- [WORK TO COMPLETE]:
Copy the listing below from its first line through the line containing "(0, 0), (300, 300)", replacing "golden brown fur" with "light brown fur" and leaving everything else unchanged.
※
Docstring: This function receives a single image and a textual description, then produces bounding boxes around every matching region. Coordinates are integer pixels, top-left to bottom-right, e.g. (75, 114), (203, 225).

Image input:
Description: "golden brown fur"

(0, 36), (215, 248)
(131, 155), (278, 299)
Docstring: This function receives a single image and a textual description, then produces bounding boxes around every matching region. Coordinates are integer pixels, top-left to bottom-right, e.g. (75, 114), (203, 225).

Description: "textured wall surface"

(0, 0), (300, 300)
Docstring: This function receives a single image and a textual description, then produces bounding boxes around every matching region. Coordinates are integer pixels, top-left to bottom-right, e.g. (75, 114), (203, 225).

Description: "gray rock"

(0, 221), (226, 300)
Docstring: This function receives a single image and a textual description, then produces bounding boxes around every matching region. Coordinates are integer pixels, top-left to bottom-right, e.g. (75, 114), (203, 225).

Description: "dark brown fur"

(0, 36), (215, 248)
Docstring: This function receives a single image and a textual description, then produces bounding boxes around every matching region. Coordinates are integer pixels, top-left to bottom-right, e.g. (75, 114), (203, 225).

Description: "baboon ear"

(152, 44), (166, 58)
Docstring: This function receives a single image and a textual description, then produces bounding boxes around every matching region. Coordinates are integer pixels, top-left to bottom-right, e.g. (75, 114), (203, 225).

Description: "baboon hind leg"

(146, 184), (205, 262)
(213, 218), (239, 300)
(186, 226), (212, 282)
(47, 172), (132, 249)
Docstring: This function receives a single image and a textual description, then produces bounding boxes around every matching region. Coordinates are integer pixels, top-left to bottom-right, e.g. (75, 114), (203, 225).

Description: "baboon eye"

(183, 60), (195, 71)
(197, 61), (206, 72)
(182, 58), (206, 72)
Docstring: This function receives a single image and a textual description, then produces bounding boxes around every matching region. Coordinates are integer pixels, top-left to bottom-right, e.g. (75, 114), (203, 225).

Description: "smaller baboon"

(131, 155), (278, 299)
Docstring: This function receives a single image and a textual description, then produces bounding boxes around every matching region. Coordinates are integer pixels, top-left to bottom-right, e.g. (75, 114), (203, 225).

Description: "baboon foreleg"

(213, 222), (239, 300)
※
- [TASK SOLUTION]:
Docstring: This function receives a single image and a textual description, then produces bounding boxes around every matching region. Coordinates are integer pixels, top-left to bottom-right, e.g. (75, 114), (203, 225).

Image input:
Description: "light brown fur"

(0, 36), (215, 248)
(131, 155), (278, 299)
Docstring: This function receives a single image and a textual description, then produces bounding boxes around every matching region. Coordinates are integer pixels, top-left to bottom-right, e.g. (75, 114), (203, 225).

Description: "textured wall surface"

(0, 0), (300, 300)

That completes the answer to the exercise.